▶ [Jobs]
- A) In the essay on education, how many years has the writer spent designing, staging, and offering educations?
- B) In the records, rewrite every line starting with the line that contains "If you could outline every instance of the brown" and going on through the line that contains "[[[88,20],[122,19],[140,24],[158,24],[168,22],[167,0],[90,0]]]", including the requests, and multiply each polygon coordinate in the answers by 2.4, rounding to whole numbers with halves going up. Return only those lines.

▶ [Passage]
Part 1: “Education” is increasingly being treated as if it can be a business-able service. Nah. It can’t really. “Training”? Sure: Training can be a business, but not education.
Part 2: I have been designing, staging, and offering educations for 22 years. But 99% of my students don’t want an education . They want the outcomes of an education. Different product. I have been trying to “educate” when I should have simply been “delivering”.
Part 3: Where learning really takes place – a way forward?
I am an educator.
I stand on the side and coach, facilitate, guide, encourage, honour, and stage learning experiences where the students are the actors and the audience at the same time.
I am the director, the playwright, the stage manager, the acting coach, and the usher.
These activities and roles are in my blood. They are what I am, not something I do. I work from the heart in helping others grow as human beings.
I cannot “deliver” education. I cannot lecture or be the “sage on the stage”. To me, education is only about active, engaged, human development. Not about “knowledge acquisition”.
But knowledge acquisition is what the system is designed to do. And for the most part the players in it are comfortable with that design, desire it to be that way, and actively support it being that way.
And the “players” include students.
Oh, the students say they want an education, but they don’t, really (see Part 2). Again, they really only want the desired outcomes of an education. The actual “education” part? Well it is something they will try hard to “game” their way around. Or avoid completely, if possible.
Because simply put, acquiring an education is a messy, non-linear, challenging, emotional, and uncertain experience.
And who wants all that when you can have the nice and tidy opposite?
The conundrum
Well, if students don’t want an “education”, and I really can’t “deliver” the goods they do want – a nice comfy linear mental “knowledge fill-up” process leading to the outcomes they desire, then what role do I have to play from this point forward?
In other words, I am an “educator” and the system wants “delivery men and women”.
And I am tired of twisting myself into a pretzel to try to squeeze an education into a system designed for delivering outcomes rather than educations.
I used to sigh and shake my head every time I would arrange my classroom tables and chairs so that students could work in teams or face each other. In doing so they could engage with each other in learning. These classroom structures are based on all the best principles of adult education – principles that encourage ownership of learning, engagement, responsibility taking, discussion, teamwork, communication skill building, and active learning. Principles that have been clearly documented for 50 years. 100 years. Oh wait, even from earlier than that…
Then, the next teacher in the classroom, or the students themselves, would dutifully put the tables and chairs back into neat rows facing the front, so that delivery could take place. So that they could pass authority, power, and responsibility back to the teacher. Just where it belonged.
But the classroom desk re-arrangement game is not funny anymore. After two decades of trying to educate in a system that wants a linear, mechanical, knowledge-delivery process , this game is just lame.
I don’t want to play this game anymore. Nor the other pretzel games I have had to play to try to educate in the classroom.

▶ [Available data]
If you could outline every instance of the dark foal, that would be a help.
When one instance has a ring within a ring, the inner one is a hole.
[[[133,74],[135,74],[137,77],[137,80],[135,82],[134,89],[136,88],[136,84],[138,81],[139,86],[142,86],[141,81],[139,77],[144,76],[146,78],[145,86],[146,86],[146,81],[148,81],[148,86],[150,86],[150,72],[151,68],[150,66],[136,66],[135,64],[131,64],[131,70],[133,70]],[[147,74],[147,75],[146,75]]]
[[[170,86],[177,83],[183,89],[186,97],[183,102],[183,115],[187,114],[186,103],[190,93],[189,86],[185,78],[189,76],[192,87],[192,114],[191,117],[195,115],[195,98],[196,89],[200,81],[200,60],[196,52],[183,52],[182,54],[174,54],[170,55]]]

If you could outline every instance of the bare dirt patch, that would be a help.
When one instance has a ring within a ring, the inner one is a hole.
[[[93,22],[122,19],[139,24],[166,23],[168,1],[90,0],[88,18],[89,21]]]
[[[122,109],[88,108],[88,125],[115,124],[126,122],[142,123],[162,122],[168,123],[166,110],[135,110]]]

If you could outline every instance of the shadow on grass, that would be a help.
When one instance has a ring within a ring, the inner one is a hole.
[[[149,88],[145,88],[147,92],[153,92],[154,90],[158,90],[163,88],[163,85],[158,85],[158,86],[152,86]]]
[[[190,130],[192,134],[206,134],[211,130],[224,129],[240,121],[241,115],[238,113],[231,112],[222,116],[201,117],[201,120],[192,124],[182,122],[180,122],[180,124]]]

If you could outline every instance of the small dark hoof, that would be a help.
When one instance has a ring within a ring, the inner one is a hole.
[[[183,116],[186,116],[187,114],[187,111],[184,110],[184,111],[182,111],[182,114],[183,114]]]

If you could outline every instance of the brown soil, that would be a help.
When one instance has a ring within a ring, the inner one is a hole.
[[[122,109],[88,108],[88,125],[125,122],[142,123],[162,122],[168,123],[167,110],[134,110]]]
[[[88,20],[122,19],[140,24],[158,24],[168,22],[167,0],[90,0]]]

==

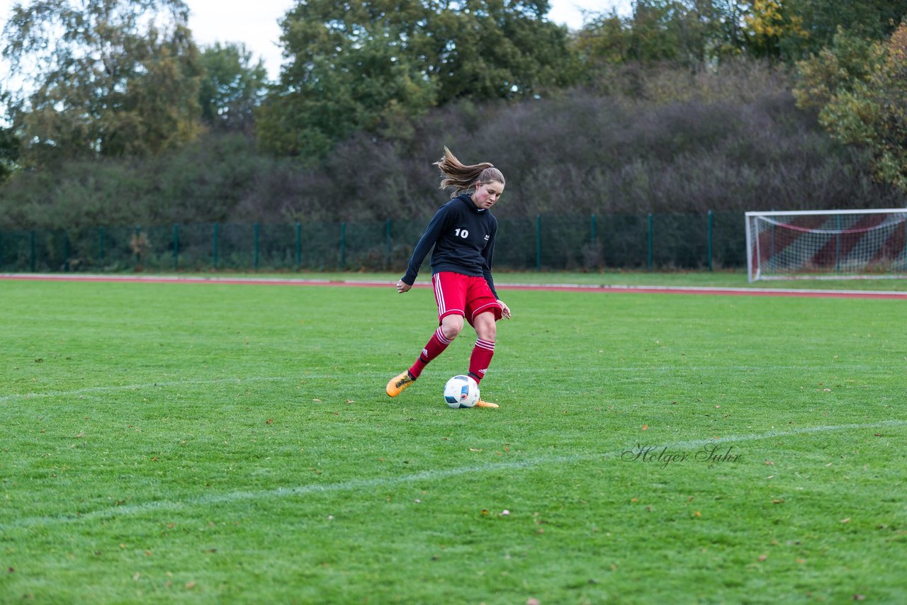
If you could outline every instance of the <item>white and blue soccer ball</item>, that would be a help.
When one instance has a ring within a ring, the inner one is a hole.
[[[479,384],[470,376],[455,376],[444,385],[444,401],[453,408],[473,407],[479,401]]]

▶ [Expected results]
- A) 22 years.

- B)
If you could outline every instance of the brown soil, that would be a help.
When one instance has a ring within a ring, the inner one is a hole.
[[[293,262],[211,259],[211,300],[300,293],[341,295],[389,293],[403,295],[401,264],[322,264]]]
[[[211,48],[293,46],[336,58],[379,58],[403,53],[401,0],[216,0]]]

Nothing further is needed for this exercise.